Work instructions
Nothing but the lines from the one with "Note to the class: identify the woman's" to the final line should be returned, each exactly as it appears.

Provided records
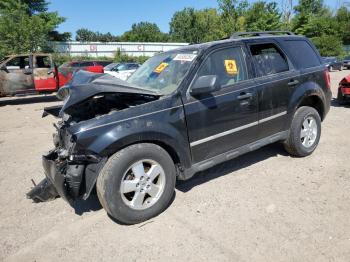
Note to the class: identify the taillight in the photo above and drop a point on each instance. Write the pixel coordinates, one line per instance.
(327, 78)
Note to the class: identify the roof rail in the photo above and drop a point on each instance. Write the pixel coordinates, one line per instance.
(261, 33)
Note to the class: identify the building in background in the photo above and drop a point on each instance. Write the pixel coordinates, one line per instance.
(98, 49)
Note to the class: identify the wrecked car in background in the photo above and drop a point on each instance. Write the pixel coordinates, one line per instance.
(66, 70)
(29, 73)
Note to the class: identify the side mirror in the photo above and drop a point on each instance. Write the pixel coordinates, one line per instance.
(204, 85)
(3, 67)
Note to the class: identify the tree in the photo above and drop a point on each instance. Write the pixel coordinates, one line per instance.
(262, 16)
(232, 14)
(23, 30)
(26, 26)
(328, 45)
(196, 26)
(182, 26)
(144, 32)
(342, 18)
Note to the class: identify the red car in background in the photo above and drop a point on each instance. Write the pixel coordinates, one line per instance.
(37, 73)
(27, 74)
(66, 70)
(344, 90)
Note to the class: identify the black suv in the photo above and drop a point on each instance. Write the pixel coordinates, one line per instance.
(181, 112)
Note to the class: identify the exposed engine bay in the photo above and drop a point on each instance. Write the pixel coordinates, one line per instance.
(71, 170)
(103, 104)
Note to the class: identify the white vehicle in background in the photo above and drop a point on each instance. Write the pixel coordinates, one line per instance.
(123, 70)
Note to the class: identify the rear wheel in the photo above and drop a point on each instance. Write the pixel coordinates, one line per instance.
(340, 98)
(305, 132)
(137, 183)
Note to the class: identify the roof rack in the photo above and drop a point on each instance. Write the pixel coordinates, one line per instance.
(261, 33)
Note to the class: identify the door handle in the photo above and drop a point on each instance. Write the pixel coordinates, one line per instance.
(243, 96)
(293, 83)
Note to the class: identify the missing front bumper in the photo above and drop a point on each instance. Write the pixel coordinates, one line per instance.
(42, 192)
(54, 184)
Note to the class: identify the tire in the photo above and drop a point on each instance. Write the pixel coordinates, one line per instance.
(297, 145)
(123, 168)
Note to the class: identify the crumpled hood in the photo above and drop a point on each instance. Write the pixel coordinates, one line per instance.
(85, 85)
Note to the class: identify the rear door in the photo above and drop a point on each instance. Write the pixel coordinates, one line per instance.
(16, 76)
(44, 73)
(275, 79)
(226, 119)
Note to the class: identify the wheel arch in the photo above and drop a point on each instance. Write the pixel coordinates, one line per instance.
(311, 95)
(313, 101)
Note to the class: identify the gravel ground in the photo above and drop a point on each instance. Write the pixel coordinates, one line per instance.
(264, 206)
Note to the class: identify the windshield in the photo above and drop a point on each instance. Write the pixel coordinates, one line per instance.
(163, 73)
(4, 59)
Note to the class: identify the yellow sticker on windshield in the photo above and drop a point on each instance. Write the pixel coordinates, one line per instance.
(231, 67)
(160, 68)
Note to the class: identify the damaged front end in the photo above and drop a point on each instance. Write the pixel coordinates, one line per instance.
(72, 168)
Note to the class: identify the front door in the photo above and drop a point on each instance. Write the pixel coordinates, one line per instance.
(16, 76)
(45, 78)
(226, 119)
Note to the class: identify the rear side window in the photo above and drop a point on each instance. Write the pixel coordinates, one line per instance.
(268, 59)
(227, 64)
(303, 55)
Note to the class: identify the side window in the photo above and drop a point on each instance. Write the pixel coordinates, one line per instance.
(268, 59)
(83, 64)
(43, 62)
(302, 54)
(19, 62)
(122, 67)
(75, 64)
(227, 64)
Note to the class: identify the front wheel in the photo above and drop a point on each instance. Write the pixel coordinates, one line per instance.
(304, 133)
(137, 183)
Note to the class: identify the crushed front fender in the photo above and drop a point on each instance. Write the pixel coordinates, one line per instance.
(42, 192)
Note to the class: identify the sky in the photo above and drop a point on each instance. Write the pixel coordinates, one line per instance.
(117, 16)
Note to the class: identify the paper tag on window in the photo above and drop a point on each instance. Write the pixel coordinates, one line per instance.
(185, 57)
(231, 67)
(160, 68)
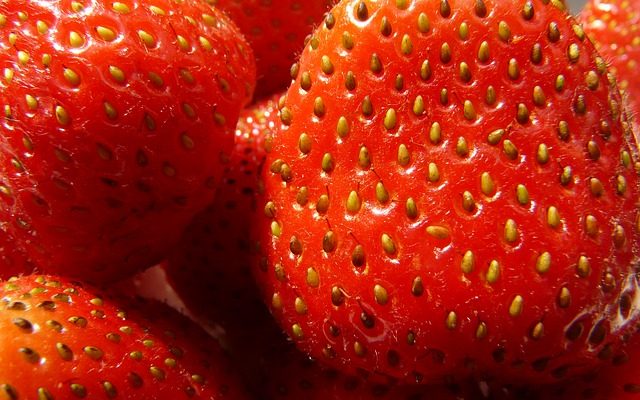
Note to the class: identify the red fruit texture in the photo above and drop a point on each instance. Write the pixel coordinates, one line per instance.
(210, 267)
(453, 194)
(276, 30)
(61, 340)
(116, 118)
(614, 26)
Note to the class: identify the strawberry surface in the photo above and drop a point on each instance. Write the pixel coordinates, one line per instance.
(210, 272)
(117, 116)
(276, 30)
(211, 264)
(61, 340)
(453, 194)
(614, 26)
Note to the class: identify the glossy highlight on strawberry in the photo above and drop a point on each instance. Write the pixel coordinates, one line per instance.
(116, 116)
(62, 340)
(276, 30)
(453, 194)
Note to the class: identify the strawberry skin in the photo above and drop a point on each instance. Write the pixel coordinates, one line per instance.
(215, 250)
(276, 30)
(613, 25)
(65, 341)
(215, 246)
(116, 118)
(454, 193)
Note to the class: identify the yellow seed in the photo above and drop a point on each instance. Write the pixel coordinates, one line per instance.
(543, 263)
(106, 34)
(504, 32)
(75, 39)
(438, 232)
(493, 272)
(516, 307)
(468, 203)
(183, 43)
(381, 193)
(591, 225)
(110, 110)
(513, 70)
(465, 72)
(326, 65)
(388, 245)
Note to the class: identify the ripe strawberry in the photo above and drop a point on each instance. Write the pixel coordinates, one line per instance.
(276, 30)
(454, 194)
(64, 341)
(215, 247)
(614, 26)
(116, 117)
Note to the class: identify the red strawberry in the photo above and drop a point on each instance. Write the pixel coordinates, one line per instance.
(64, 341)
(615, 28)
(276, 30)
(454, 194)
(116, 117)
(210, 272)
(211, 266)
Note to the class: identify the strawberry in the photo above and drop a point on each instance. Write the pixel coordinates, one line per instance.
(613, 25)
(215, 247)
(64, 341)
(276, 30)
(453, 194)
(116, 118)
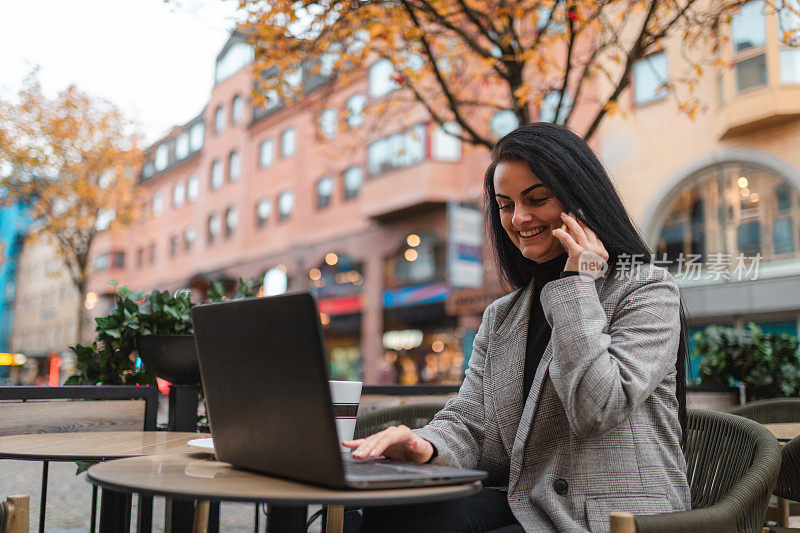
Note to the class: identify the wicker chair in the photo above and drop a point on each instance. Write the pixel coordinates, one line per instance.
(773, 411)
(413, 415)
(732, 467)
(788, 486)
(777, 411)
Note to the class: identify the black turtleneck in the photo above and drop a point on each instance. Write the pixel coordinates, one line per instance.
(538, 328)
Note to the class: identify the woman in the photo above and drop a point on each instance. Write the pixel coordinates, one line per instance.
(574, 400)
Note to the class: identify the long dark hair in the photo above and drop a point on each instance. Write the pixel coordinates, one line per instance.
(568, 167)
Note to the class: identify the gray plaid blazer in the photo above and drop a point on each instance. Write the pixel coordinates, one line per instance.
(599, 431)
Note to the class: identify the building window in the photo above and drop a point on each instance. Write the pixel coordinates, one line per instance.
(731, 209)
(237, 109)
(783, 236)
(234, 166)
(747, 27)
(189, 236)
(790, 66)
(174, 240)
(353, 178)
(397, 151)
(178, 194)
(503, 123)
(327, 63)
(162, 157)
(196, 135)
(324, 192)
(193, 188)
(355, 110)
(147, 170)
(329, 122)
(751, 72)
(748, 34)
(158, 203)
(380, 78)
(266, 153)
(271, 100)
(217, 177)
(444, 146)
(182, 146)
(285, 205)
(214, 227)
(219, 120)
(231, 221)
(109, 260)
(649, 76)
(288, 142)
(263, 212)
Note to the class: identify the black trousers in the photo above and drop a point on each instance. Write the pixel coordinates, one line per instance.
(487, 511)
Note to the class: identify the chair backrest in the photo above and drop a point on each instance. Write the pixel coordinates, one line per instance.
(733, 461)
(772, 411)
(788, 485)
(67, 409)
(414, 415)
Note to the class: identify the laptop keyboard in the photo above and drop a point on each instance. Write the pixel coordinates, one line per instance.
(381, 466)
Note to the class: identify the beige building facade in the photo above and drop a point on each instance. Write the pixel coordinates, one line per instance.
(45, 315)
(722, 189)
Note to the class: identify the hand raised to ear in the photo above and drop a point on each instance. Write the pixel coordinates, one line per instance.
(587, 254)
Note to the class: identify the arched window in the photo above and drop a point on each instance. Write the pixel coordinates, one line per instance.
(730, 209)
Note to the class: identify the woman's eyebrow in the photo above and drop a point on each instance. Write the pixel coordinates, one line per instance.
(523, 193)
(529, 189)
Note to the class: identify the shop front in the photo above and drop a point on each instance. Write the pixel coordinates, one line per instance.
(337, 282)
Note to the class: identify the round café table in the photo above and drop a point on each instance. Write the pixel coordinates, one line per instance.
(98, 446)
(200, 477)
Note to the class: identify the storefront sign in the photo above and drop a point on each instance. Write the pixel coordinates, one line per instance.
(419, 294)
(472, 301)
(464, 245)
(340, 306)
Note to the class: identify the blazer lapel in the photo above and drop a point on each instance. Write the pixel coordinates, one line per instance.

Full solution
Note to the class: identify the woman's eyebrow in the photo above and drop a point on each instance. Write the pixel coordinates, one line per instance.
(523, 193)
(529, 189)
Note to the class: identify the shop front in the photo above and drop a point on each instance. Write the pixel coordinates, one line per instance.
(337, 282)
Note to the class: identify the round café table in the photo above and drop a point on each instance. Write the pixel coordinates, one line per instance.
(98, 446)
(200, 477)
Note to the class: identify the storefront sign in the photo above and drop a point on each instance. Write the pixel coordinates, one line per instance.
(419, 294)
(472, 301)
(464, 245)
(340, 306)
Note to the class: identify the blazer lapel in the photo above and drop a point on each instance. Write the pixel coordinates, one line per instance.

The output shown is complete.